▶ _Given problem_:
Collect every line of the listing below that contains the string "bbox", and copy each one in full.

▶ _Records for processing_:
□ □ □ □ □ □ □

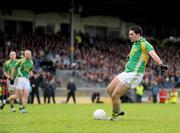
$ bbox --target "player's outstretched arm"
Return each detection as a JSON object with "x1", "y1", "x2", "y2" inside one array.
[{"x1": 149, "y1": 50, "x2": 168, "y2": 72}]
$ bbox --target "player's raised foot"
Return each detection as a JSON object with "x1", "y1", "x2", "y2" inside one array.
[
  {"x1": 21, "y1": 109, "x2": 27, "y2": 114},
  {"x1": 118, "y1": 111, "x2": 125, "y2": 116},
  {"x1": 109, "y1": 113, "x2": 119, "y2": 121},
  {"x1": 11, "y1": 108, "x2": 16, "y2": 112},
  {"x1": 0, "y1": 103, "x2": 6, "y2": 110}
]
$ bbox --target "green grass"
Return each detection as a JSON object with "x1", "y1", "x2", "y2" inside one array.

□ □ □ □ □ □ □

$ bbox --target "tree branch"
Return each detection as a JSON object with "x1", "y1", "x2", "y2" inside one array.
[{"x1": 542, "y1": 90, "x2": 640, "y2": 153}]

□ □ □ □ □ □ □

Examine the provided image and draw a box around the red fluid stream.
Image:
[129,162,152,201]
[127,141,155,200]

□ □ □ □ □ □ □

▶ _The result_:
$ bbox --target "player's outstretched arm"
$ bbox --target "player's raised foot"
$ bbox --target "green grass"
$ bbox --target "tree branch"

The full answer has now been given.